--- begin ---
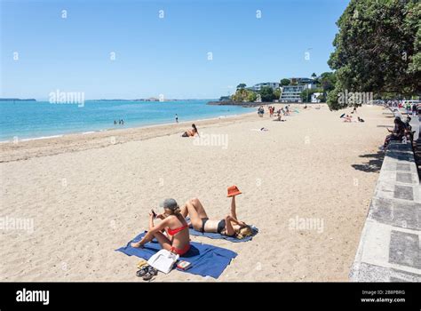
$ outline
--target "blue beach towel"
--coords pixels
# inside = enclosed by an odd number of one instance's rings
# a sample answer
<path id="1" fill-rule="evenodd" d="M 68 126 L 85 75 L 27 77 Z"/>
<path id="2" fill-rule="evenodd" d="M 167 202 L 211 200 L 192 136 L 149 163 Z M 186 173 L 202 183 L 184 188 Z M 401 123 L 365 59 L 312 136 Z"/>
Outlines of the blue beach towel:
<path id="1" fill-rule="evenodd" d="M 152 255 L 162 250 L 158 242 L 155 240 L 149 242 L 145 244 L 143 249 L 131 246 L 132 242 L 139 241 L 145 235 L 146 232 L 141 233 L 129 242 L 126 246 L 115 251 L 123 252 L 128 256 L 134 255 L 146 260 L 149 259 Z M 231 260 L 237 256 L 236 252 L 221 247 L 202 244 L 195 242 L 190 242 L 190 251 L 180 256 L 179 259 L 192 264 L 192 267 L 185 272 L 194 275 L 209 275 L 217 279 L 230 264 Z"/>

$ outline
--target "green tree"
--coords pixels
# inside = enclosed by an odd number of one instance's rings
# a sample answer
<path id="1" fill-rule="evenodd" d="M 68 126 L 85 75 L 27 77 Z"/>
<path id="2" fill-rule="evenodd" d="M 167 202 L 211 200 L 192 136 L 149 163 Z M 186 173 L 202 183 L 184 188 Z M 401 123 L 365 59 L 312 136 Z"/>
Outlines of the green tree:
<path id="1" fill-rule="evenodd" d="M 285 79 L 285 78 L 284 78 L 284 79 L 282 79 L 282 80 L 281 80 L 280 84 L 281 84 L 282 86 L 285 86 L 285 85 L 290 85 L 290 83 L 291 83 L 291 82 L 290 82 L 290 79 Z"/>
<path id="2" fill-rule="evenodd" d="M 351 0 L 337 22 L 339 32 L 328 61 L 335 69 L 330 109 L 341 92 L 421 93 L 421 2 Z"/>
<path id="3" fill-rule="evenodd" d="M 262 101 L 272 101 L 274 100 L 274 90 L 269 86 L 264 86 L 258 92 L 262 98 Z"/>

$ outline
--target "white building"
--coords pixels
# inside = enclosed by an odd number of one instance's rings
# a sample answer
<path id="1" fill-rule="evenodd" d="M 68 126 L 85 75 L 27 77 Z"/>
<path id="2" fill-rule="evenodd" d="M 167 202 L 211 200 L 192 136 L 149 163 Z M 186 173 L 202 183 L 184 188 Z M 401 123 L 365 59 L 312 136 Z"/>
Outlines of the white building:
<path id="1" fill-rule="evenodd" d="M 320 95 L 322 95 L 323 93 L 313 93 L 312 94 L 312 102 L 320 102 L 321 100 L 318 100 L 317 98 L 320 96 Z"/>
<path id="2" fill-rule="evenodd" d="M 248 87 L 247 89 L 253 92 L 259 92 L 265 86 L 270 87 L 272 90 L 274 91 L 279 89 L 280 84 L 277 82 L 264 82 L 261 84 L 254 84 L 253 86 Z"/>
<path id="3" fill-rule="evenodd" d="M 314 81 L 309 78 L 291 78 L 290 80 L 293 83 L 298 83 L 298 84 L 282 86 L 279 98 L 280 102 L 303 102 L 301 92 L 316 87 Z"/>

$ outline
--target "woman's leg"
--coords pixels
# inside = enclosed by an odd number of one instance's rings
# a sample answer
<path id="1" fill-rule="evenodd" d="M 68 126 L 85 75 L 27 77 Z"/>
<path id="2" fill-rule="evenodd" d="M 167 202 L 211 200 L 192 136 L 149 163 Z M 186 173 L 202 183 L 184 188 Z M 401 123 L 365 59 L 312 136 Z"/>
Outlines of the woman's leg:
<path id="1" fill-rule="evenodd" d="M 184 218 L 187 217 L 188 215 L 187 206 L 184 204 L 183 206 L 181 206 L 180 210 L 181 210 L 180 214 L 183 215 Z"/>

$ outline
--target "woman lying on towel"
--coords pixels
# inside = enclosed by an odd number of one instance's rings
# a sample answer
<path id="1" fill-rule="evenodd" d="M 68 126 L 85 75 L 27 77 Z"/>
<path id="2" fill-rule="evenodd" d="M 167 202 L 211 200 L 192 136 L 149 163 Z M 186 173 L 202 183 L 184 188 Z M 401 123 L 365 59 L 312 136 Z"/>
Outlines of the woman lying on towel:
<path id="1" fill-rule="evenodd" d="M 252 234 L 250 227 L 237 219 L 235 196 L 232 197 L 231 213 L 220 220 L 210 219 L 198 198 L 187 201 L 186 205 L 181 207 L 181 214 L 184 217 L 188 214 L 193 227 L 199 232 L 218 233 L 239 239 Z"/>
<path id="2" fill-rule="evenodd" d="M 156 215 L 154 211 L 149 213 L 149 230 L 142 240 L 131 243 L 131 247 L 143 247 L 147 243 L 155 238 L 163 249 L 179 255 L 184 255 L 190 250 L 190 234 L 188 225 L 176 200 L 165 199 L 161 203 L 164 213 Z M 162 219 L 159 225 L 154 225 L 154 219 Z M 167 236 L 163 233 L 167 232 Z"/>
<path id="3" fill-rule="evenodd" d="M 197 131 L 196 125 L 192 124 L 192 129 L 186 131 L 181 137 L 194 137 L 195 134 L 200 137 L 199 132 Z"/>

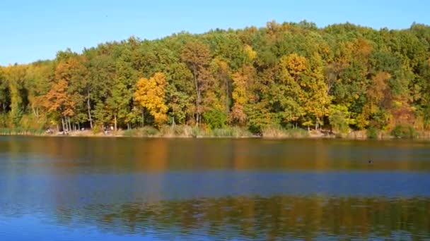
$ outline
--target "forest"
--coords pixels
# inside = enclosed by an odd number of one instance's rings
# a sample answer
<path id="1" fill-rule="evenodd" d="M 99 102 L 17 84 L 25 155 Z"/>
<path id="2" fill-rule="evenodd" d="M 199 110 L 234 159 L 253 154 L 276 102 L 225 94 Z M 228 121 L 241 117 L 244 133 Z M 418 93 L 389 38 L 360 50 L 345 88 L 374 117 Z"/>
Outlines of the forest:
<path id="1" fill-rule="evenodd" d="M 430 26 L 269 22 L 0 66 L 0 128 L 430 130 Z"/>

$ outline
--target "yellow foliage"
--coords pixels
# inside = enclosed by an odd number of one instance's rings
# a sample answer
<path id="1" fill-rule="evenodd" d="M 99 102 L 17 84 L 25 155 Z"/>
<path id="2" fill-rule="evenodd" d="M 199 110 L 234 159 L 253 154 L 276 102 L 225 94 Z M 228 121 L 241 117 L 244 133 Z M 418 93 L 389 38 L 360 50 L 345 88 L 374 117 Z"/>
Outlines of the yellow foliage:
<path id="1" fill-rule="evenodd" d="M 252 49 L 252 47 L 248 44 L 245 45 L 245 47 L 243 47 L 243 50 L 251 61 L 254 60 L 254 58 L 255 58 L 255 57 L 257 56 L 257 52 Z"/>
<path id="2" fill-rule="evenodd" d="M 168 107 L 164 103 L 165 75 L 156 73 L 149 79 L 141 78 L 136 84 L 134 99 L 142 107 L 148 109 L 158 126 L 167 121 Z"/>

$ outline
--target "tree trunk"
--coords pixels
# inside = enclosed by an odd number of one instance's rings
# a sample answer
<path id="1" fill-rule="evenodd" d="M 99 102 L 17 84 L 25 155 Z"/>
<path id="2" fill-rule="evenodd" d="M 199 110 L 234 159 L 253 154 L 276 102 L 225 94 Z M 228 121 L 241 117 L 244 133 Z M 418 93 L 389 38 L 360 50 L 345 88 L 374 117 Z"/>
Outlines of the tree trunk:
<path id="1" fill-rule="evenodd" d="M 36 113 L 36 110 L 35 109 L 35 106 L 33 105 L 31 105 L 31 109 L 33 110 L 33 113 L 35 115 L 35 116 L 37 117 L 37 113 Z"/>
<path id="2" fill-rule="evenodd" d="M 145 110 L 142 109 L 142 127 L 145 126 Z"/>
<path id="3" fill-rule="evenodd" d="M 63 132 L 64 132 L 64 130 L 66 130 L 66 128 L 64 127 L 64 117 L 62 116 L 62 127 L 63 128 Z"/>
<path id="4" fill-rule="evenodd" d="M 71 124 L 70 123 L 70 116 L 67 116 L 67 119 L 69 120 L 69 131 L 71 131 Z"/>
<path id="5" fill-rule="evenodd" d="M 86 106 L 88 110 L 88 121 L 90 121 L 90 128 L 93 129 L 93 118 L 91 118 L 91 106 L 90 105 L 90 91 L 88 91 L 86 97 Z"/>
<path id="6" fill-rule="evenodd" d="M 199 89 L 199 83 L 197 82 L 197 73 L 195 66 L 192 67 L 192 76 L 194 78 L 194 83 L 196 87 L 196 126 L 199 126 L 200 122 L 200 90 Z"/>
<path id="7" fill-rule="evenodd" d="M 142 127 L 145 126 L 145 110 L 142 109 Z"/>

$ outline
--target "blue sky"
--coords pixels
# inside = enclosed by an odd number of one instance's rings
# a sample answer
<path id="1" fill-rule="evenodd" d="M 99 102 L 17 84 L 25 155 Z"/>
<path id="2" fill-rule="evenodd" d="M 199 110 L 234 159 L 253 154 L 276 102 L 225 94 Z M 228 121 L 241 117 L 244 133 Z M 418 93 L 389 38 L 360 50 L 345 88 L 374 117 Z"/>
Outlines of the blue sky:
<path id="1" fill-rule="evenodd" d="M 53 58 L 98 43 L 187 31 L 261 27 L 302 20 L 318 27 L 347 21 L 379 29 L 430 24 L 422 0 L 70 0 L 0 1 L 0 65 Z"/>

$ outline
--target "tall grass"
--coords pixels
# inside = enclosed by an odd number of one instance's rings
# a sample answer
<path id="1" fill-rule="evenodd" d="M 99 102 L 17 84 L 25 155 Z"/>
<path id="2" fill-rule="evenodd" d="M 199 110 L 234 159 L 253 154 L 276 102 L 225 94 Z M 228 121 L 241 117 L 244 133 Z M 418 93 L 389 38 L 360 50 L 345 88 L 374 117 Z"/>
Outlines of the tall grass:
<path id="1" fill-rule="evenodd" d="M 265 138 L 304 138 L 309 137 L 309 133 L 301 128 L 284 129 L 280 126 L 270 126 L 262 130 Z"/>
<path id="2" fill-rule="evenodd" d="M 33 128 L 0 128 L 0 135 L 41 135 L 45 134 L 43 129 Z"/>
<path id="3" fill-rule="evenodd" d="M 152 126 L 144 126 L 139 129 L 126 130 L 123 132 L 124 137 L 151 137 L 159 135 L 159 131 Z"/>

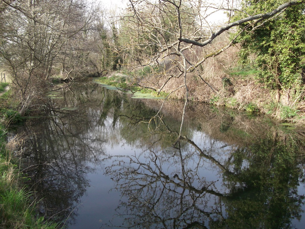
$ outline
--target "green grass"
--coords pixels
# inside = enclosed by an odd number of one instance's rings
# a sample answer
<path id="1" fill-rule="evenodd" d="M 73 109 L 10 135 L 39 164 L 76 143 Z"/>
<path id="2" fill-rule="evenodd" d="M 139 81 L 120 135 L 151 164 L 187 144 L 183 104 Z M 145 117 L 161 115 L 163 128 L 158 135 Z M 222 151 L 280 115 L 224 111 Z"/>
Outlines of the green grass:
<path id="1" fill-rule="evenodd" d="M 134 85 L 129 85 L 126 82 L 126 78 L 124 77 L 101 77 L 97 80 L 103 84 L 114 86 L 119 89 L 131 91 L 133 93 L 139 91 L 142 93 L 150 93 L 152 96 L 155 97 L 165 98 L 168 95 L 168 93 L 163 91 L 160 92 L 158 94 L 158 93 L 156 91 L 149 88 L 142 88 Z"/>
<path id="2" fill-rule="evenodd" d="M 234 76 L 240 76 L 242 77 L 246 77 L 248 76 L 256 75 L 259 72 L 259 71 L 255 68 L 252 68 L 250 69 L 242 69 L 237 71 L 234 71 L 230 73 L 230 75 Z"/>
<path id="3" fill-rule="evenodd" d="M 7 84 L 1 84 L 4 88 Z M 9 229 L 54 229 L 59 224 L 38 217 L 36 202 L 21 183 L 23 174 L 18 169 L 18 158 L 7 149 L 6 129 L 4 123 L 16 123 L 23 119 L 19 112 L 5 107 L 9 92 L 0 96 L 0 227 Z M 2 103 L 2 102 L 5 102 Z"/>

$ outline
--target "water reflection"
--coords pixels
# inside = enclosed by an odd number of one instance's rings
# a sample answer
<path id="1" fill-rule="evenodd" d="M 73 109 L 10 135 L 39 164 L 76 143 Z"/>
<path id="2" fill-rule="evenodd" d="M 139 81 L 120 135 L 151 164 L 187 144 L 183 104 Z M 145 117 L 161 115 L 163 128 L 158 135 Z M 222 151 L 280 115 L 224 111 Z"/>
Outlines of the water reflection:
<path id="1" fill-rule="evenodd" d="M 73 228 L 91 221 L 96 228 L 302 226 L 303 132 L 197 105 L 187 111 L 179 138 L 179 102 L 152 119 L 161 101 L 96 85 L 63 92 L 54 116 L 23 130 L 32 133 L 26 171 L 49 216 L 69 217 Z M 110 191 L 91 204 L 109 205 L 96 219 L 85 200 L 96 196 L 84 197 L 98 194 L 98 183 Z"/>

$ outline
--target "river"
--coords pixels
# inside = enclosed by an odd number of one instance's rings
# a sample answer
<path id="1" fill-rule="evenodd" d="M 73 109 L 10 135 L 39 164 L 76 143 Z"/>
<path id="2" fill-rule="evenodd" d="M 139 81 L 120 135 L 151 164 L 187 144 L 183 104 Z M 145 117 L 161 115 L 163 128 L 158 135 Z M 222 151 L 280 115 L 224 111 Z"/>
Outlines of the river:
<path id="1" fill-rule="evenodd" d="M 270 119 L 131 98 L 95 84 L 53 95 L 23 169 L 40 213 L 69 228 L 303 228 L 304 132 Z"/>

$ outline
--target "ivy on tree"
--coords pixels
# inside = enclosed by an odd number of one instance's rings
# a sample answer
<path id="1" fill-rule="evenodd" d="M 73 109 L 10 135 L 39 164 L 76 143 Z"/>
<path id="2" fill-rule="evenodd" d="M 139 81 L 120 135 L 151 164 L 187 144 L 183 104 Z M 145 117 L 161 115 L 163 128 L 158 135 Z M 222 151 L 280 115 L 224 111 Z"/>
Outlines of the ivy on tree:
<path id="1" fill-rule="evenodd" d="M 268 12 L 284 1 L 245 1 L 243 12 L 237 12 L 235 20 L 246 13 Z M 302 66 L 305 60 L 305 4 L 287 9 L 280 15 L 260 25 L 249 26 L 237 42 L 241 45 L 241 62 L 249 65 L 249 54 L 257 55 L 255 63 L 260 70 L 257 78 L 266 86 L 280 90 L 298 87 L 305 83 Z M 241 28 L 244 27 L 242 25 Z"/>

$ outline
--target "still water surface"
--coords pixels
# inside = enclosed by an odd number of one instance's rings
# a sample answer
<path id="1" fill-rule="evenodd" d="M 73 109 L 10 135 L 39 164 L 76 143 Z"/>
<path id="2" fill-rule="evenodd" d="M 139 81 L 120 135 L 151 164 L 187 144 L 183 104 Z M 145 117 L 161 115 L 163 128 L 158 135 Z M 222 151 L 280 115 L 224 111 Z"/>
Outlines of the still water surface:
<path id="1" fill-rule="evenodd" d="M 29 186 L 68 228 L 303 228 L 304 133 L 260 117 L 66 89 L 20 127 Z M 75 108 L 77 108 L 75 109 Z"/>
--- end ---
Rewrite the lines from the very first one through the one that contains "Outlines of the blue beach", with "blue beach towel" changed to "striped beach towel" and nothing else altered. Leave the pictures out of the answer.

▶ **OUTPUT FOR THIS TASK**:
$ outline
--target "striped beach towel"
--coords pixels
# inside = enclosed by an odd number of one instance's rings
# a sample answer
<path id="1" fill-rule="evenodd" d="M 68 126 L 85 75 L 27 77 Z"/>
<path id="2" fill-rule="evenodd" d="M 167 202 L 211 200 L 192 136 L 149 163 Z M 186 173 L 202 183 L 184 188 Z M 401 123 L 365 59 L 312 136 Z"/>
Outlines of the striped beach towel:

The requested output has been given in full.